The PBO's analyses of the economic impacts of carbon pricing in Canada are based on models.
Models are built on assumptions.
The output is only as reliable as the inputs.

Given right-wingers' allergic reaction to models in the climate sphere, you might think something of the same scepticism would be applied to the PBO's reports on carbon pricing.
But because the PBO reports on carbon pricing tell Canadian "conservatives" what they want to hear (figures they freely misrepresent, anyway), they swallowed the numbers at face value without a murmur.

Why are the PBO's reports not subject to third-party analysis or peer review?
Canadian universities and think tanks have a small army of economists at their disposal. You would think that some bean counter somewhere would put the PBO's assumptions and algorithms to the test.
Unfortunately, the PBO does not publish its assumptions and algorithms, as far as I know. PBO reports on carbon pricing include the results only, not the methods.

In the meantime, "conservatives" have made enormous political mileage on unreliable carbon pricing reports. Not the end of the world, but it may spell the end of carbon pricing in Canada.
A debacle that may sink the Liberals' ship in the next election.

Good comment, especially on peer review.

I would be a little more circumspect regarding making generalizations about models. The scientific method as it relates to climate change includes deep calculations to define limitations, especially for proxies. They are further backed by observed effects that are tested over and over, and all methodologies are published and invite review.

The PBO's assumptions were obviously not subjected to economic rigour to the same level as the scientific method regarding climate science. The report's methodology should be published in the appendices, and that also needs to be subjected to independent peer review. The PBO is too important of an office to not be put through independent scrutiny.

"Industrial pricing has a potentially larger economic effect because it affects large, critical industries — such as oil and gas, mining, cement and pulp and paper — compared to the fuel charge on individuals."

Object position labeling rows

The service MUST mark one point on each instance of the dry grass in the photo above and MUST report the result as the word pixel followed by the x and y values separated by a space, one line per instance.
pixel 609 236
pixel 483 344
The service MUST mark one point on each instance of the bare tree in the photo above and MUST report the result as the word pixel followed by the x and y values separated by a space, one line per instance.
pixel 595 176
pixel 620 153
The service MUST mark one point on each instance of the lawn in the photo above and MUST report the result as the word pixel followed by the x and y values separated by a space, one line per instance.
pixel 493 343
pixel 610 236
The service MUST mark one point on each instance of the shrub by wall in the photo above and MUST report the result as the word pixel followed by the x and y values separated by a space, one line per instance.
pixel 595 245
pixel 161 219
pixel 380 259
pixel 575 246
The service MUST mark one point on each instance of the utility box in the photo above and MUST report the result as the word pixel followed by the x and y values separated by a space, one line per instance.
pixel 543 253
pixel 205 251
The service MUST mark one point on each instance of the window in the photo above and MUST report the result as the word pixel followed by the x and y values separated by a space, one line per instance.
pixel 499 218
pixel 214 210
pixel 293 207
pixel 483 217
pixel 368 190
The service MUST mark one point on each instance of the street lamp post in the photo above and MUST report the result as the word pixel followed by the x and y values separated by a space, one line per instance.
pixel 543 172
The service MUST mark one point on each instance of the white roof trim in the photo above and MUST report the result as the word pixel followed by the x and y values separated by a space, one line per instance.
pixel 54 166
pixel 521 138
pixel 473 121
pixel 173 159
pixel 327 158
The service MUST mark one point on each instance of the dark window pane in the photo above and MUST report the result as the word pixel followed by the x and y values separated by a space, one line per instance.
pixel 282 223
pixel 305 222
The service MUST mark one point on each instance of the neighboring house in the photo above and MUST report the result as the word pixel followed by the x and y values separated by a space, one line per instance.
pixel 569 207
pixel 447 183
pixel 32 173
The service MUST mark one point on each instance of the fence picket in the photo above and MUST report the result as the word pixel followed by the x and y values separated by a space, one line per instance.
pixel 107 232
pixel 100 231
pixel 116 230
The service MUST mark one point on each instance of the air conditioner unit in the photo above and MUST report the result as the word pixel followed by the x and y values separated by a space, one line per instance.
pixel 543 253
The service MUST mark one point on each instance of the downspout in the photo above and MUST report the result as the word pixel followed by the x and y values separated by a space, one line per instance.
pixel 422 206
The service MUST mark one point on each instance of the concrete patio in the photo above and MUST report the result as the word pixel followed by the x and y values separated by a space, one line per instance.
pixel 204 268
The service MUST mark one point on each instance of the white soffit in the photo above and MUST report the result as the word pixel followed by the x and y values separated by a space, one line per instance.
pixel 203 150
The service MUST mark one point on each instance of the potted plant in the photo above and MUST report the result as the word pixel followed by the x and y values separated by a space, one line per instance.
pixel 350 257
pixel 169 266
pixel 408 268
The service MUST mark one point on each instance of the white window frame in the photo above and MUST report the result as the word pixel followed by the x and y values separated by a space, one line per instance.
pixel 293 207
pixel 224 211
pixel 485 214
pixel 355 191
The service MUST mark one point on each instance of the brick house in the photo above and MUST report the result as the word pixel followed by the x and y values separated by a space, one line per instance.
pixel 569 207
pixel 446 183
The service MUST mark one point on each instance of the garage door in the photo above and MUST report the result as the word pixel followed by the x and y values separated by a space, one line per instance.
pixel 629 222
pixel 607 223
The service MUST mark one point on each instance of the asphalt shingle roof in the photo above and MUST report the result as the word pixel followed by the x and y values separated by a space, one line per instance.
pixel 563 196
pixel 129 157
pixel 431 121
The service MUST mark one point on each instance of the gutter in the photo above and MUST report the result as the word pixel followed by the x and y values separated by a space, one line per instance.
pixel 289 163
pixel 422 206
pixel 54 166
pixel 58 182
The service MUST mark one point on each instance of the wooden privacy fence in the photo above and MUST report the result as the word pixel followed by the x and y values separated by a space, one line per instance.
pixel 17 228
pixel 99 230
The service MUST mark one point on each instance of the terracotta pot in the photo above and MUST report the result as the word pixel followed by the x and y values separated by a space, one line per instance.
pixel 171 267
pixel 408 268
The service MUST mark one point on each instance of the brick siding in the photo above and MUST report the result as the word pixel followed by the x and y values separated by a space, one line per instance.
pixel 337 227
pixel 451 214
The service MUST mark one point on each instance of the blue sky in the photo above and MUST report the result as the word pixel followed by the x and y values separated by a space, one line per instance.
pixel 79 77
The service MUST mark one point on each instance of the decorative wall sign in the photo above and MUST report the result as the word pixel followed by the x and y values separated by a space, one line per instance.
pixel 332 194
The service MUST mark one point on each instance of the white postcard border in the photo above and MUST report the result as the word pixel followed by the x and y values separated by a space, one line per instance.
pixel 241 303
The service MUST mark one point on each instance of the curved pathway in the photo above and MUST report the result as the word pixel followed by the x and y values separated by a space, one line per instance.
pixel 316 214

WRITTEN REQUEST 1
Which industries does the carbon pricing text name as large and critical? List every one.
WRITTEN REQUEST 2
In the rows, duplicate the lines from the line with "of the asphalt" to the line with "pixel 431 121", both included.
These rows have no connection to the carbon pricing text.

WORKED ANSWER 1
Oil and gas, mining, cement, and pulp and paper.

WORKED ANSWER 2
The service MUST mark one point on each instance of the asphalt shingle roof in the photo above and MUST report the result as the word pixel followed by the x and y values separated by a space, one line per instance.
pixel 563 196
pixel 129 157
pixel 431 121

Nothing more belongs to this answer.